>> Start

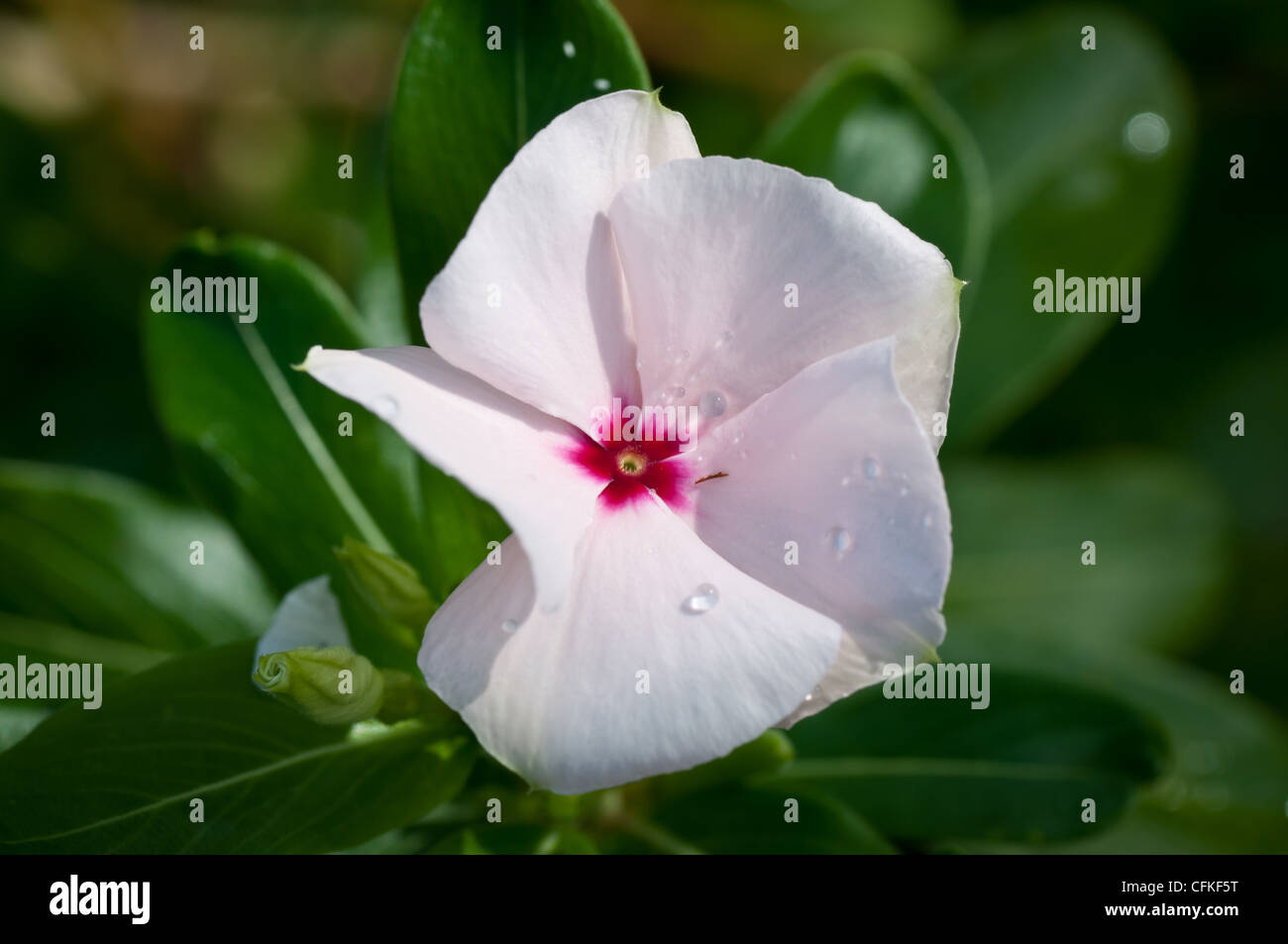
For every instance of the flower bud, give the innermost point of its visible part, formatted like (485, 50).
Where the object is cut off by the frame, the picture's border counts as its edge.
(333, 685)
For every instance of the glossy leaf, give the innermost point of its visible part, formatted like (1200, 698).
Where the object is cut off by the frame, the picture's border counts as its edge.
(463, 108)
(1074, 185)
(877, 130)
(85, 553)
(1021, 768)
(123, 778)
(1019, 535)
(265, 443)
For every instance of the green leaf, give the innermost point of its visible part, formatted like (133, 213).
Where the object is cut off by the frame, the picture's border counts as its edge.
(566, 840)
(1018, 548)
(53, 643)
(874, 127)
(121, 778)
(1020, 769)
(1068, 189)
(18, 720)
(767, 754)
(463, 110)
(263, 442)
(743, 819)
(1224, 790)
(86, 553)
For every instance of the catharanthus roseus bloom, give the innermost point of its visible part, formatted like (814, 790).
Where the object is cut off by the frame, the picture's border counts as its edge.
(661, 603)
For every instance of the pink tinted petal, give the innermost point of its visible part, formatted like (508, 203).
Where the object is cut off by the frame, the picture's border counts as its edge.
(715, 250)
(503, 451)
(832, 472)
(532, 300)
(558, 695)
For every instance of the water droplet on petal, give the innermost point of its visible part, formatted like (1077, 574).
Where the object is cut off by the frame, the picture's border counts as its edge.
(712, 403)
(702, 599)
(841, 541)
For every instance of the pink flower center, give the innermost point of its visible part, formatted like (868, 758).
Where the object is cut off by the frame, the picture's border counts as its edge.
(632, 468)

>> End
>> Start

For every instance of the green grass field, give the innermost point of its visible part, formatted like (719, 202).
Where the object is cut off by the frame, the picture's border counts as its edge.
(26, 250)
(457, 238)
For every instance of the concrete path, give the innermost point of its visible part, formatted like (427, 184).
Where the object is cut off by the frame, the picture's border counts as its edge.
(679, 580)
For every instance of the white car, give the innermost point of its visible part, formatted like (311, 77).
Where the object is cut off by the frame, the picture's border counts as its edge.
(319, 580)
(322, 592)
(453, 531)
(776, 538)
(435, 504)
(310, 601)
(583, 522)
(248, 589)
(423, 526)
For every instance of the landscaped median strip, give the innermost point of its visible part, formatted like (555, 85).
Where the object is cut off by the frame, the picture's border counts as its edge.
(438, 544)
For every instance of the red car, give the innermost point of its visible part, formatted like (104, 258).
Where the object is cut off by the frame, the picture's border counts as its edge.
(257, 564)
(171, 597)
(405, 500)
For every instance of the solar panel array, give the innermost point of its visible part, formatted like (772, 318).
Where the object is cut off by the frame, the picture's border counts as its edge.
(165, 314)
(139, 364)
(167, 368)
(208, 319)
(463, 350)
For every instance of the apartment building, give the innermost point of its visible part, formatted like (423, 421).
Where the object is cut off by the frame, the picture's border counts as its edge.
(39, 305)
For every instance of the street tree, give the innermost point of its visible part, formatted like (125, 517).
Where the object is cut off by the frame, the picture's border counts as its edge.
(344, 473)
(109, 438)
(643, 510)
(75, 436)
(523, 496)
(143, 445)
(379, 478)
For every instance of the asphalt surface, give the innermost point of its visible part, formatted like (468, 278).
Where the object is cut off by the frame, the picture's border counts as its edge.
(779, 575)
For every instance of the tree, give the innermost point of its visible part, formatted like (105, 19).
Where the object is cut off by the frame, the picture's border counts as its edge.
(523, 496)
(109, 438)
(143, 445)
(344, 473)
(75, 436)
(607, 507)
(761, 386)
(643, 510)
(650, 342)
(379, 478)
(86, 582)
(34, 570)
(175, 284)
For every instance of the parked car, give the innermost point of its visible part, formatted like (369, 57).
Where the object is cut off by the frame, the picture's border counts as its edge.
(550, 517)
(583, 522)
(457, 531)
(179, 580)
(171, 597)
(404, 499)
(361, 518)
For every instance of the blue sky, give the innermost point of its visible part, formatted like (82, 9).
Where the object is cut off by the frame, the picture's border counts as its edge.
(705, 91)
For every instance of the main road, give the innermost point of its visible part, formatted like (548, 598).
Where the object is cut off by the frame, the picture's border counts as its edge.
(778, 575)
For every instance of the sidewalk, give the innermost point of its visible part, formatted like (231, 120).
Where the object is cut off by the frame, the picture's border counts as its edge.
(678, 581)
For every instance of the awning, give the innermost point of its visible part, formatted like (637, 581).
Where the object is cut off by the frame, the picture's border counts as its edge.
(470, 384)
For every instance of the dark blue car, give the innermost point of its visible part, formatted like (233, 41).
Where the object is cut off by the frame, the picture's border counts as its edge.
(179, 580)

>> End
>> Start

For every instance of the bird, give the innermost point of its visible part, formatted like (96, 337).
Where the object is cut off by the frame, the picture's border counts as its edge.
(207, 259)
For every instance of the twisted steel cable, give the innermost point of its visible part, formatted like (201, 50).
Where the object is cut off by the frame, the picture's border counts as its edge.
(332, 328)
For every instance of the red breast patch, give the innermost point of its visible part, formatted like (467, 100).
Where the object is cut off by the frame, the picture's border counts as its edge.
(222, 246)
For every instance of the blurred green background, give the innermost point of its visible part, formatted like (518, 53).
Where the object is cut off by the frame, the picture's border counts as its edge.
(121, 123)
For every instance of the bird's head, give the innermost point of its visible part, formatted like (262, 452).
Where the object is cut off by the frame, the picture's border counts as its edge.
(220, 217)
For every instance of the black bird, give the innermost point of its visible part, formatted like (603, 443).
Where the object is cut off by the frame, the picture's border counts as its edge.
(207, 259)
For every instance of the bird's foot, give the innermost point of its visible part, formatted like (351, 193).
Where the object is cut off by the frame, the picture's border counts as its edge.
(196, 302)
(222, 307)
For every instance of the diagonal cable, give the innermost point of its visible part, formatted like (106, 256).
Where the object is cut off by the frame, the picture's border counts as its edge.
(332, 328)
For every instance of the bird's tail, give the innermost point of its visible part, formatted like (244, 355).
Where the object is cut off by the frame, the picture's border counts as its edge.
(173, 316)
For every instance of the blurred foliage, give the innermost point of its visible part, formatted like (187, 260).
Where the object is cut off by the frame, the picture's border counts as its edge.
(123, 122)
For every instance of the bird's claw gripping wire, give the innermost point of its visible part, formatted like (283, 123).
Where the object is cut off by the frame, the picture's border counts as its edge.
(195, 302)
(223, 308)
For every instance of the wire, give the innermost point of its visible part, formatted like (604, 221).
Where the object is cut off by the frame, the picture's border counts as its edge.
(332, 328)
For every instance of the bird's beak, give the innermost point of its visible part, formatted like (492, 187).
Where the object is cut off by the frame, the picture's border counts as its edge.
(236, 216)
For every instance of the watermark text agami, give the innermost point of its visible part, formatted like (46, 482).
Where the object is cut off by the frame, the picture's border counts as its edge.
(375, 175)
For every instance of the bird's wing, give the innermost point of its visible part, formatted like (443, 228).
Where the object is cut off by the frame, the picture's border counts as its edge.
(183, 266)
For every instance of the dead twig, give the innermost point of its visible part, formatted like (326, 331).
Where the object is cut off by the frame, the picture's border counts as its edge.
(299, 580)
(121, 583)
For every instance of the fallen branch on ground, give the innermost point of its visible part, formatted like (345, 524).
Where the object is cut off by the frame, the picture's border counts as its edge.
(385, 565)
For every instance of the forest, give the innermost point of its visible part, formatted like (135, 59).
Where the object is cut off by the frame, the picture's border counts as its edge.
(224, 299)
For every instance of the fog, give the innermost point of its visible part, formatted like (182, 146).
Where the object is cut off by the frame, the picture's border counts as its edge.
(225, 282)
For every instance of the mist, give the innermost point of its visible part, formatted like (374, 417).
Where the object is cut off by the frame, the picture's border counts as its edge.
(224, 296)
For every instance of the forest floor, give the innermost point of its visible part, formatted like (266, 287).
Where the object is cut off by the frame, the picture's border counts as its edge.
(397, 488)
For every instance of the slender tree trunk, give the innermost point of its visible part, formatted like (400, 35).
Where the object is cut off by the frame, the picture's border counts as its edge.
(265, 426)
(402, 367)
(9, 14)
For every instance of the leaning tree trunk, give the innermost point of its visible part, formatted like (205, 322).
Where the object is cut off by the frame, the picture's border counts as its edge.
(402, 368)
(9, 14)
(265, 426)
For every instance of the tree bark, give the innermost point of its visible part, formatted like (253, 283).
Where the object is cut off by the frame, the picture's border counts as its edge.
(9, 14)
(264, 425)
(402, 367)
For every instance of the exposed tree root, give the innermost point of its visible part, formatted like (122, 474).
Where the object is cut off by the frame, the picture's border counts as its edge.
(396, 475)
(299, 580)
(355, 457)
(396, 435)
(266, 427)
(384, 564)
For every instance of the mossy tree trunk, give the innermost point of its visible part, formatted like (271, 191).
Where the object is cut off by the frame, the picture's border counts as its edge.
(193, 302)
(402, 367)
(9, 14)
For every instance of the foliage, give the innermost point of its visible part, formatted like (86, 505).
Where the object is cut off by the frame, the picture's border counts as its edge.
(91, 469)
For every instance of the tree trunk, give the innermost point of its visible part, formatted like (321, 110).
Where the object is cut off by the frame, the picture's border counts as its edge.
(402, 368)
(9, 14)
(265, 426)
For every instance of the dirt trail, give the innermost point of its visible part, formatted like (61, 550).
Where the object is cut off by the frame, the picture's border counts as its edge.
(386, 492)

>> End

| What to work on |
Count the lines in the data above that contain the word "flower", treating case as significant, and reply with the number alone.

| Response for this exercise |
2